Requirement — Update the lines below by changing every "Where can it be seen?" to "Where is it located?" and leaving everything else unchanged. Omit the pictures from the output.

Pointing dataset records:

+ + + + + + +

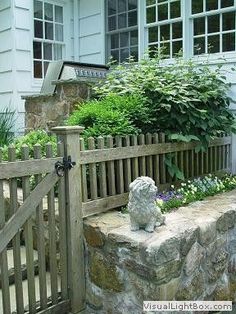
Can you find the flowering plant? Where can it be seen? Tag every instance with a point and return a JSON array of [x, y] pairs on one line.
[[194, 190]]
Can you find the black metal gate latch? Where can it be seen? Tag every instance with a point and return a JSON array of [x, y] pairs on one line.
[[67, 164]]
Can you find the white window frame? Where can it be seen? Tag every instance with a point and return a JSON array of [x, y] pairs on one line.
[[38, 81], [119, 31], [188, 42]]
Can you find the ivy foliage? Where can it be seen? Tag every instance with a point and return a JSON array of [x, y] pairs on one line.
[[184, 100]]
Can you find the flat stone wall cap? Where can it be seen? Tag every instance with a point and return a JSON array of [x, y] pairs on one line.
[[35, 96], [67, 129]]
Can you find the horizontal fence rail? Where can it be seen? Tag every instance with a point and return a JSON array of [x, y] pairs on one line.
[[110, 164]]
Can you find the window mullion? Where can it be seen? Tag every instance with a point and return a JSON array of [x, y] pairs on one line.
[[187, 29]]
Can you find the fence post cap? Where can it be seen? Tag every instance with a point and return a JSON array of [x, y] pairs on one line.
[[67, 129]]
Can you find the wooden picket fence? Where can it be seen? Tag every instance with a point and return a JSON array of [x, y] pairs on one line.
[[99, 181], [110, 164], [55, 280]]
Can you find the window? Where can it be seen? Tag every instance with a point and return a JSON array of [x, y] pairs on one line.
[[164, 24], [48, 35], [214, 26], [122, 29]]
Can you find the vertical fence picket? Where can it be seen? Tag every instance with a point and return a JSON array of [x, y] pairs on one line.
[[52, 237], [92, 172], [84, 175], [149, 158], [119, 168], [181, 161], [28, 239], [111, 169], [156, 162], [62, 229], [6, 302], [223, 157], [215, 158], [16, 239], [162, 161], [176, 162], [40, 241], [186, 173], [192, 154], [142, 160], [134, 161], [197, 171], [202, 163], [127, 165], [211, 160], [102, 170]]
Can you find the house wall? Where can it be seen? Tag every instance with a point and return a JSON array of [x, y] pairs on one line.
[[92, 31], [6, 55], [16, 54]]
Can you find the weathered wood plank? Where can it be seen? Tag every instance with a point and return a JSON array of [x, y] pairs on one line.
[[92, 172], [110, 168], [28, 240], [27, 168], [62, 229], [84, 174], [127, 166], [75, 243], [162, 159], [156, 162], [119, 168], [134, 161], [149, 158], [16, 239], [102, 171], [52, 237], [26, 209], [40, 238], [6, 302], [62, 307], [141, 150], [142, 159]]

+ + + + + + +

Task solution —
Can you find the flowering plant? Where is it located? Tag every instance with a point and return a JSON array of [x, y] pairs on one line.
[[194, 190]]
Can you find the black metal gate latch? Where is it located? Tag every instance with a point and return a JSON array of [x, y] pairs on one line.
[[67, 164]]
Can you find the white window frame? Where is it located? Tag every instance with a point and return a JSON array of [x, y] pairs on one line.
[[38, 81], [119, 31], [188, 42]]
Can you find the ivy foliage? Where is it located? Tag every instance with a point and return a JSON array of [x, y] pairs on one line.
[[184, 100]]
Can you find the flat stone wall cap? Where is it located? Tag every instance with a point and return a JSON array of [x, y] pairs on one line.
[[35, 96], [67, 129]]
Can you find the horizontal fence rail? Where is it located? Tag every instance with a point and return a JSON array of [x, y] pairs on one line.
[[110, 164]]
Can you find the window mullion? Where is it located? Tag every instance with a point and return a JSON array of [x, y] pairs on one line.
[[187, 29]]
Can you find the fence post cap? Where is it located? Tag every instance with a point and return a JSON array of [x, y] pairs on one line.
[[67, 129]]
Can you find the wooden picket fence? Where is it located? Tag every instance with a point and return a JSON array of [x, y] pairs on one line.
[[99, 181], [110, 164], [55, 280]]
Can you find the window? Where is it located? Tag every instance with a point and return a JSON array of [x, y] pairs on one line.
[[164, 24], [48, 35], [214, 26], [122, 29]]
Can you find the vertical fence picket? Where is it located? Tag every instance with a point and return a JSON array of [x, y] pairs on one line.
[[52, 237], [92, 172], [84, 175], [149, 158], [119, 168], [181, 161], [28, 239], [111, 169], [156, 162], [62, 229], [6, 302], [223, 157], [215, 158], [16, 239], [162, 161], [176, 162], [40, 241], [186, 173], [192, 154], [142, 160], [134, 161], [197, 171], [202, 163], [127, 165], [211, 160], [102, 170]]
Can you find the house wall? Where is it located? Tag every instance with a point and return a JSON array of [x, y] pairs on one line.
[[92, 31], [6, 55], [16, 54]]
Can you find the weathered wood plank? Where is it located? Tag every instance with a point and return a JSON array of [x, y] pairs on one line.
[[92, 172], [110, 168], [28, 240], [27, 168], [62, 229], [84, 174], [127, 166], [75, 243], [162, 159], [156, 162], [119, 168], [134, 161], [149, 158], [16, 239], [102, 171], [52, 237], [26, 209], [40, 238], [6, 302], [62, 307], [141, 150], [142, 159]]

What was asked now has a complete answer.